Exercise prompt
Your task is to return all the entries below exactly, with every picture omitted.

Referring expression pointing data

*** Begin section ***

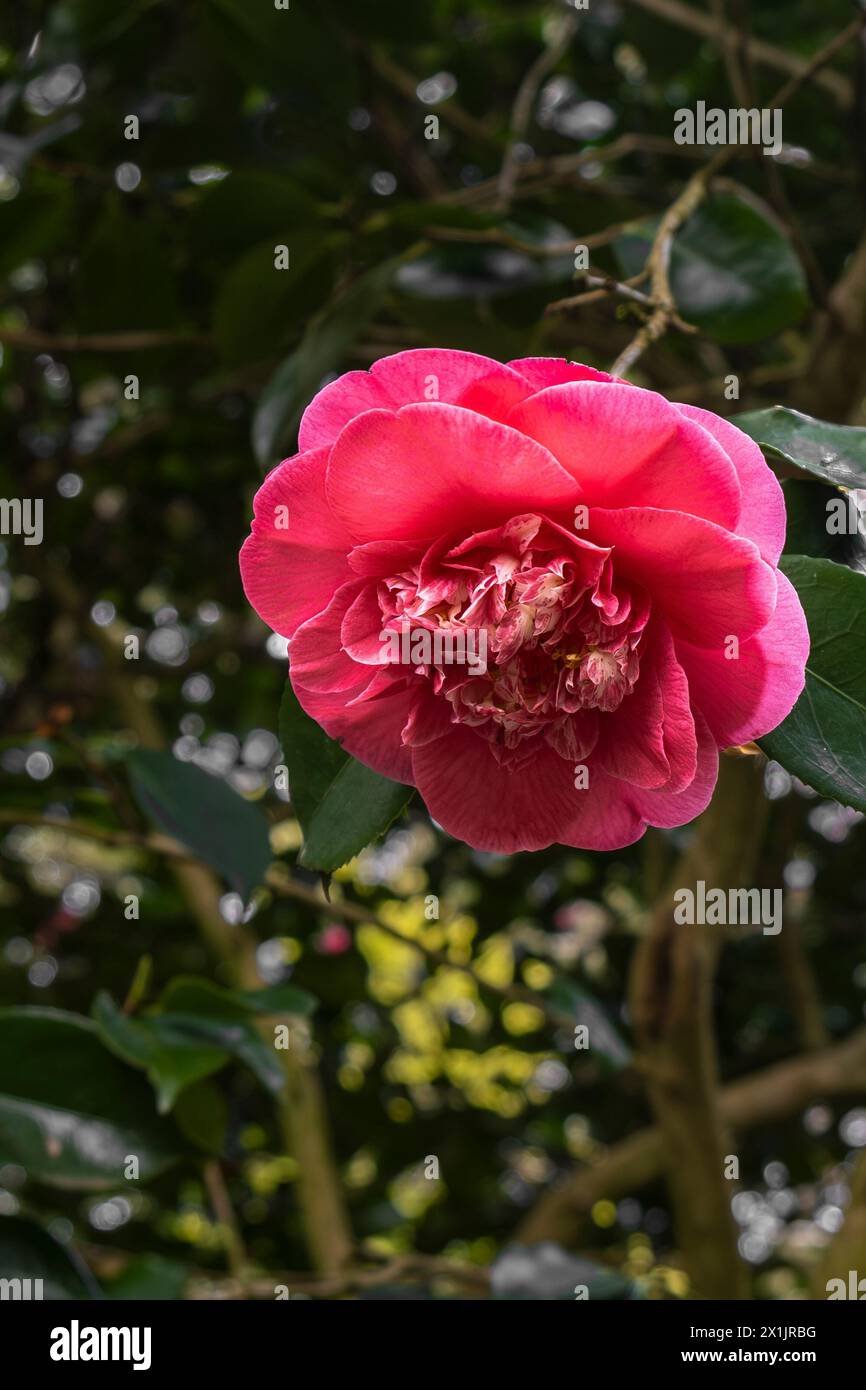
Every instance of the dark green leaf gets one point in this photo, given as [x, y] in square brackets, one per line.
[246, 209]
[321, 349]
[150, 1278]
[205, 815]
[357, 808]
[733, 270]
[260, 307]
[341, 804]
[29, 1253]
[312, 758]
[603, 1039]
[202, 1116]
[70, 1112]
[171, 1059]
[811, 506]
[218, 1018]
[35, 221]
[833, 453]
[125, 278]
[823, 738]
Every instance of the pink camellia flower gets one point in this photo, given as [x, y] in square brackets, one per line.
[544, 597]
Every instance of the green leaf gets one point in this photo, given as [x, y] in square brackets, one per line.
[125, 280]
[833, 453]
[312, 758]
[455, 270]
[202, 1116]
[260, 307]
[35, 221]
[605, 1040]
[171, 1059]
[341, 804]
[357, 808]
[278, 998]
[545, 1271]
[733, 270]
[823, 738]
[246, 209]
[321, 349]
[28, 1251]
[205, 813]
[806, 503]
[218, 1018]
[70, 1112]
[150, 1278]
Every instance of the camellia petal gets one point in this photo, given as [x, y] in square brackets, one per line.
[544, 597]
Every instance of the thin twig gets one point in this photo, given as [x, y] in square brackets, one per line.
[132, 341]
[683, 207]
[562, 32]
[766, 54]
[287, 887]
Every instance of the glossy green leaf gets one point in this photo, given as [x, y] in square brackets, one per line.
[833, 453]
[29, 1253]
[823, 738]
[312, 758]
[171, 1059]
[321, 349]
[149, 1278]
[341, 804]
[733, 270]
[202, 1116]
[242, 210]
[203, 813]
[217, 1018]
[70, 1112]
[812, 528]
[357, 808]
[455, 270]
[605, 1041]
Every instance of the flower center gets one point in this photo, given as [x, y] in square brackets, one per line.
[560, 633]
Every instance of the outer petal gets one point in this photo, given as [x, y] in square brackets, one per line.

*** End section ***

Answer for the task
Every instance of the dark green leaf gets one point in this photo, given as [x, y] in square brackets, one per line.
[246, 209]
[321, 349]
[150, 1278]
[205, 815]
[357, 808]
[733, 270]
[260, 307]
[341, 804]
[29, 1253]
[312, 758]
[603, 1039]
[202, 1116]
[70, 1112]
[171, 1059]
[811, 506]
[218, 1018]
[35, 221]
[833, 453]
[125, 278]
[823, 738]
Every instance of the pink camellia flower gets one point in this photo, given as [x, y] in square brackets, one per line.
[544, 597]
Every instance of the green leaf gets one point in this photo, given as [x, y] in square brackets, one per line.
[125, 280]
[833, 453]
[312, 758]
[455, 270]
[202, 1116]
[260, 307]
[35, 221]
[605, 1040]
[171, 1059]
[341, 804]
[357, 808]
[278, 998]
[545, 1271]
[733, 270]
[823, 738]
[246, 209]
[321, 349]
[28, 1251]
[205, 813]
[806, 503]
[218, 1018]
[70, 1112]
[150, 1278]
Every instance of the camellia petal gets one point in this photo, given as [x, y] in square brackets, one per line.
[544, 597]
Every instance of the thin twig gets one point in this photo, given as [x, y] in square brackets, one per line.
[132, 341]
[683, 207]
[562, 32]
[766, 54]
[287, 887]
Every instance of the glossy green leaf gets one point in this photo, given as [x, y] in square brackets, one per line.
[833, 453]
[29, 1253]
[823, 738]
[312, 758]
[171, 1059]
[321, 349]
[149, 1278]
[341, 804]
[733, 270]
[202, 1116]
[242, 210]
[203, 813]
[217, 1018]
[70, 1112]
[812, 528]
[357, 808]
[455, 270]
[605, 1041]
Every instance of the flower center gets one point in this photo, given as [x, y] in square brackets, one per line.
[560, 633]
Every instance of the outer petal gets one point in this photo, given as [x, y] in square brackets, one per line.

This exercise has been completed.